[Source material]
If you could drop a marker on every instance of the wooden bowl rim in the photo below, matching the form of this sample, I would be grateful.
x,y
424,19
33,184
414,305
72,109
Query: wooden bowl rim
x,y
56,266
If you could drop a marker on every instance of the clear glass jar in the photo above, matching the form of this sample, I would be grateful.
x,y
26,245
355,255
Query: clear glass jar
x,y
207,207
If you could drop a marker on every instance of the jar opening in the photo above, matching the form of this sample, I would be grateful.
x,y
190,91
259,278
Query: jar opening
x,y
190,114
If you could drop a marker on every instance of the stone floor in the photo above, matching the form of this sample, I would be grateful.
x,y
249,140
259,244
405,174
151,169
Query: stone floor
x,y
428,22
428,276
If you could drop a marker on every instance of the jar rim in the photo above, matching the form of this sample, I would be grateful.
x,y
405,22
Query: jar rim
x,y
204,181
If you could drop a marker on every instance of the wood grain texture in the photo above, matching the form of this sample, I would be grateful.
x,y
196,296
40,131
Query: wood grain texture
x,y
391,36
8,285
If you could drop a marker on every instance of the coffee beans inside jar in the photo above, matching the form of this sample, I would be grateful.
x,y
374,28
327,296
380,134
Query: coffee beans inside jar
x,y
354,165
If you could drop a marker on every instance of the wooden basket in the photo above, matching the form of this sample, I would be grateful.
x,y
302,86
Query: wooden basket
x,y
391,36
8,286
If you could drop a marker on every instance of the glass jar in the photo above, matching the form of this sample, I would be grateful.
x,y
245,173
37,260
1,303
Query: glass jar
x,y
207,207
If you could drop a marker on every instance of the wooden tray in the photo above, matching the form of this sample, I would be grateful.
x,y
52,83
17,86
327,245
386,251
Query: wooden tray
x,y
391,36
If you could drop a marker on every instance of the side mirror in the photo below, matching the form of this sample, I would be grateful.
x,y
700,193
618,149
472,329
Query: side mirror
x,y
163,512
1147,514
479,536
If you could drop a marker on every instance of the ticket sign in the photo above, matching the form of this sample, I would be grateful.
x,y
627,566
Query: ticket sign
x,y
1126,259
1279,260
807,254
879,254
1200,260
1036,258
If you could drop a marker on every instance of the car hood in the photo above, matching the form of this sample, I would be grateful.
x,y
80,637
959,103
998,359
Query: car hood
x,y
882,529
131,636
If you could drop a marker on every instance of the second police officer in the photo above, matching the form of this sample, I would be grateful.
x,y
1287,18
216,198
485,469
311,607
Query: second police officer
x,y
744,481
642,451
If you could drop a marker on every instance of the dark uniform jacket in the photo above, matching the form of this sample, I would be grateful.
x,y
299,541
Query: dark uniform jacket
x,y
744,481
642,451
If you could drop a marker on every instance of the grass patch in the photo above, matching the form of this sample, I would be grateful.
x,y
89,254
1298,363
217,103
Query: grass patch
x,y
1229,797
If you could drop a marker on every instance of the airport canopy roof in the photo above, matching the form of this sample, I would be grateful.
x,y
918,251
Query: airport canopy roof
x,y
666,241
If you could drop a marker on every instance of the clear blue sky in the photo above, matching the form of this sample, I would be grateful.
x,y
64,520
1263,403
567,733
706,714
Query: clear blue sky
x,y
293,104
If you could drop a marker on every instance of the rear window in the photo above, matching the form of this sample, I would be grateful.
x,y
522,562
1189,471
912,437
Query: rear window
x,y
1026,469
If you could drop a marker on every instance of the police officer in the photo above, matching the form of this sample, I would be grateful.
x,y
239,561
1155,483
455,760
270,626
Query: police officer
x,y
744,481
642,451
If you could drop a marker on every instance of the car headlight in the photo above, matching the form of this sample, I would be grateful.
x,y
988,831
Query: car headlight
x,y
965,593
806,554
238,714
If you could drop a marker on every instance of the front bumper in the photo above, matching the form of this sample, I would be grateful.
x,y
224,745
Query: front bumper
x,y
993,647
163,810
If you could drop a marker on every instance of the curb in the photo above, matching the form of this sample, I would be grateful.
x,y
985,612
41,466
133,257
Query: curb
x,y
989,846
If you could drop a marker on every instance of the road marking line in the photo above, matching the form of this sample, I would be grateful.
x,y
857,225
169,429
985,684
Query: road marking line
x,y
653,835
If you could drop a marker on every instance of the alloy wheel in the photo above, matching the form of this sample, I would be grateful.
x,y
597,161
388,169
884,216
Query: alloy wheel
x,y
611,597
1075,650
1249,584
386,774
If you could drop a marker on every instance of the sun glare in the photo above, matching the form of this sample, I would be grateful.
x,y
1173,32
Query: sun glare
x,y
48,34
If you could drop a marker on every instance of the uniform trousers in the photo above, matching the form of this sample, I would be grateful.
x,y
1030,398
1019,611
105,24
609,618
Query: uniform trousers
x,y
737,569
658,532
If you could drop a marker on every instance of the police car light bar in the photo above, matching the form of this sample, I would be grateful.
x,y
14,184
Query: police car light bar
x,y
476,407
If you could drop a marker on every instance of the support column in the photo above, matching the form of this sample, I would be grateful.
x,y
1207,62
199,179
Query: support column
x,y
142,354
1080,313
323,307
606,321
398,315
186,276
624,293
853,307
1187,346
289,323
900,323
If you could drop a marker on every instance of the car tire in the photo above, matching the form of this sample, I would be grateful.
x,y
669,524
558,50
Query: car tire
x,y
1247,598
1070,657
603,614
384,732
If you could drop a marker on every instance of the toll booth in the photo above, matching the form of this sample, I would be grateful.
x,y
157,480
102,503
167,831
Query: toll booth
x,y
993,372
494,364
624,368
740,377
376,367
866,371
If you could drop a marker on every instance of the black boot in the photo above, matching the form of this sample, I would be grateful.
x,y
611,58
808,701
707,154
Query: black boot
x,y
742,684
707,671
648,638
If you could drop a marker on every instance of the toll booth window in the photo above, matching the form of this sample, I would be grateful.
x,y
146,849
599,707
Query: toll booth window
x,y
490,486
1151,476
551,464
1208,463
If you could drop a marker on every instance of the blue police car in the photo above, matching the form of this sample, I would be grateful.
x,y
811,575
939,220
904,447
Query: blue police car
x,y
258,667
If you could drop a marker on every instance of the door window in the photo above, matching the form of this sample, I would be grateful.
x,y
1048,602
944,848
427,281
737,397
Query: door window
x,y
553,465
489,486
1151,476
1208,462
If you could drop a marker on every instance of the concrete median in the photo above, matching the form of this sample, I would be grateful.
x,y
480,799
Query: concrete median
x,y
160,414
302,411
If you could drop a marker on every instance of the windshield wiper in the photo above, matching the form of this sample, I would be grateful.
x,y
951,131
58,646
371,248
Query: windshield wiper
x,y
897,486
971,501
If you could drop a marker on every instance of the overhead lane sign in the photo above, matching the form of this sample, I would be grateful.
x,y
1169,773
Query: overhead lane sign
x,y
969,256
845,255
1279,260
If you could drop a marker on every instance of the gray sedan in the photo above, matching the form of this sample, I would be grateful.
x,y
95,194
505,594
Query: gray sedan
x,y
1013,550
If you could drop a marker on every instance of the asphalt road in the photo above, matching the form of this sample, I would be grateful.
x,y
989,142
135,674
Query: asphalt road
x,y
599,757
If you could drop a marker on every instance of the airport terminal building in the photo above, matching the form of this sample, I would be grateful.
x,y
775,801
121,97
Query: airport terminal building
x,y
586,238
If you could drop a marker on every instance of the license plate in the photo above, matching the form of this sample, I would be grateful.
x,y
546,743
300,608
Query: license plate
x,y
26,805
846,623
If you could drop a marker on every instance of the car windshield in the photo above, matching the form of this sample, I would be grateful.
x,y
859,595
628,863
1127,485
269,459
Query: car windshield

[Instruction]
Return the lines above exactly, keeping every word.

[Problem solution]
If you could drop a marker on every instance of the wooden bowl rim in the photo below, matching the form of this sample, I would be grateful.
x,y
424,19
33,184
414,305
72,109
Query: wooden bowl rim
x,y
56,266
If you could drop a marker on every instance of the clear glass jar in the photo above, matching the form of this sample, I would be grateful.
x,y
26,245
355,255
Query: clear glass jar
x,y
207,207
If you could drop a marker on every instance of the jar opening in the photo above, matching the form of this sample, I would be grateful.
x,y
190,91
259,278
Query: jar opening
x,y
190,114
If you could drop a marker on every instance of the stone floor in the photo above, matching the form of this sample, I would be grateful.
x,y
249,140
259,244
405,174
151,169
Query: stone floor
x,y
428,22
428,276
If you could drop a marker on every instance of the jar rim in the photo above, matching the form of this sample, I would be grateful.
x,y
405,22
Query: jar rim
x,y
204,181
If you could drop a marker on every instance of the wood grain texture in the photo above, matching the form of this sample, I would be grateful.
x,y
196,296
40,131
Query: wood grain texture
x,y
391,36
8,285
If you could drop a marker on every instance of the coffee beans inside jar in the photo above, matching the form of this sample, I would be grateful.
x,y
374,28
327,296
380,134
Query: coffee beans inside jar
x,y
354,165
If you could drop a marker on every instance of the wooden basket in the photo above, matching the form of this sample, I would be grateful.
x,y
302,86
Query: wooden basket
x,y
391,36
8,286
If you could drop a marker on every instance of the glass jar in the photo above, matching the form of this sample, I would be grateful.
x,y
245,173
37,260
1,303
Query: glass jar
x,y
207,207
If you could drop a marker on every instance of the wooden tray in the photo above, matching the form of this sample, I would be grateful.
x,y
52,83
17,86
327,245
386,251
Query: wooden tray
x,y
391,36
If you could drop a marker on every instance of the side mirror in the photo below, matching the form of this sample, I would be grateful.
x,y
700,193
618,149
472,329
Query: side mirror
x,y
163,512
1147,514
479,536
If you could drop a marker on every instance of the ticket sign in the photo above, matching the form of this sample, I would be grateful.
x,y
627,566
Query: ticket sign
x,y
1126,259
1279,260
807,254
879,254
1200,260
1036,258
If you could drop a marker on every instance of the car hood in the photo above, matching the form of this sample, I would be grateful.
x,y
80,637
959,103
998,359
Query: car hood
x,y
882,529
131,636
If you could drop a marker on every instance of the second police officer in the photo above, matching the form of this sample, I would be grateful.
x,y
1287,18
216,198
485,469
311,607
Query: second police officer
x,y
744,481
642,451
If you could drop a marker on every instance of the dark uniform jacket in the photo above, matching the form of this sample, I would be grateful.
x,y
299,541
Query: dark uniform jacket
x,y
744,481
642,451
If you could drop a marker on every instance of the grass patch in the photo above, matching the form of this sample, I would be grateful.
x,y
89,254
1298,363
217,103
Query: grass patch
x,y
1229,797
If you could drop a marker on every instance of the airport canopy roof in the photo above, matching the form of this sample, I would be grateful.
x,y
918,251
Query: airport canopy roof
x,y
666,241
If you could drop a marker on every instance of the clear blue sky in the photo above, matching the form of this sample, I would be grateful.
x,y
64,520
1263,403
567,733
706,714
Query: clear blue sky
x,y
293,104
If you could drop a marker on every instance of the rear window in the photo above, matching the form of this sample, I would be grateful.
x,y
522,562
1189,471
912,437
Query: rear window
x,y
1026,469
If you could drop a marker on every instance of the police officer in the photo above, matching the form of this sample, I would be grateful.
x,y
239,561
1155,483
455,760
270,626
Query: police officer
x,y
744,481
642,451
If you could drop a marker on every instance of the car headlight in the photo above, matching the form of this sample, I would be grateful.
x,y
988,831
Query: car headlight
x,y
965,593
806,554
238,714
If you could drop a marker on every instance of the front bumper in the photo above, matching the form of this sample, I would be grateful.
x,y
224,745
Query: front bumper
x,y
993,647
163,810
If you could drop a marker on every instance of the curb in the photo above, matching the form of this sample, I would be grateful.
x,y
985,612
41,466
133,257
Query: curb
x,y
989,846
If you could drop a marker on every instance of the road marking line in the photo above, matching the form of this sample, I would be grateful.
x,y
857,225
169,429
985,684
Query: road marking line
x,y
653,835
If you could drop a marker on every instance of the alloy wheel in the photo above, matching the form of this sample, I would be grateful.
x,y
597,161
388,169
884,216
Query: alloy wheel
x,y
611,597
1075,650
1249,584
386,774
If you could drop a marker on every instance of the sun glare in the photo above, matching the form of this sample, I would be grateful.
x,y
1173,32
Query: sun glare
x,y
48,34
If you could drop a marker on every instance of the uniform trousers in the photo above, matching the form of this sample, I would be grateful.
x,y
1030,398
1019,611
105,24
609,618
Query: uniform trousers
x,y
737,569
658,532
If you could drop a marker on every instance of the police car light bar in the photo above, matching the form of this sample, I would be grateful.
x,y
14,184
Query: police car light bar
x,y
476,407
If you could drop a marker on every instance of the support column in the photo above, matching the form of this sample, I would be grateful.
x,y
1207,62
199,179
Query: support column
x,y
142,354
1080,313
323,307
606,321
398,315
186,276
624,293
853,307
1187,346
289,323
900,323
If you could drop a marker on every instance of the car tire in the photo above, matching the form of this sample, I would be grateful.
x,y
669,524
558,50
Query: car tire
x,y
1247,598
1070,657
603,614
384,732
If you could drop a marker on every instance of the toll booth in the photo above, matching the form of this sample, I would be grateful.
x,y
157,480
102,503
167,831
Query: toll booth
x,y
993,372
494,364
624,368
740,377
376,367
866,371
If you could drop a marker on every instance of the black boot in the photo above, matching the form of this sample, I would be grateful.
x,y
611,58
808,701
707,154
Query: black boot
x,y
742,684
707,671
648,638
If you could drop a marker on every instance of the toll booth window in the photo above, matching the form of this sample, I would be grateful.
x,y
146,849
599,707
Query: toll booth window
x,y
490,486
1151,476
551,464
1208,463
If you could drop a marker on every instance of the blue police car in the photo above, matching the form of this sample, I would be grateful.
x,y
811,575
939,220
904,447
Query: blue police car
x,y
258,667
If you could drop a marker on every instance of the door window in the photo above, matching the form of this sample, I would be grateful.
x,y
1048,602
944,848
427,281
737,397
Query: door window
x,y
553,465
489,486
1151,476
1208,462
If you could drop a marker on every instance of the concrete median in the photo above, matching the form of this sample, I would be grateful.
x,y
480,799
Query: concrete median
x,y
160,414
302,411
If you could drop a marker on every instance of the windshield wiper in the photo above, matching the form of this sample, I would be grateful.
x,y
951,131
58,646
371,248
Query: windshield wiper
x,y
897,486
971,501
If you could drop a marker on every instance of the overhead lane sign in the photo above, matching the form of this sample, I would be grateful.
x,y
1169,773
Query: overhead lane sign
x,y
969,256
845,255
1279,260
If you could drop a marker on every instance of the gray sedan in the photo above, matching the form of this sample, I would be grateful.
x,y
95,194
505,594
Query: gray sedan
x,y
1013,550
If you could drop a marker on every instance of the asphalt road in the photo above, matching the form of this sample, I would be grateful.
x,y
989,142
135,674
Query: asphalt road
x,y
599,757
If you could drop a marker on every instance of the airport terminal building in the photo above, matching the form of this sample, I would be grateful.
x,y
775,801
121,97
Query: airport terminal building
x,y
586,238
If you could drop a marker on every instance of the license plate in the photo above, matching the form of this sample, I would be grateful.
x,y
546,743
300,608
Query: license plate
x,y
26,805
846,623
If you could drop a marker on every instance of the car windshield in the photo above, matching the form of this sample, I would be grateful.
x,y
859,595
628,863
1127,485
269,459
Query: car windshield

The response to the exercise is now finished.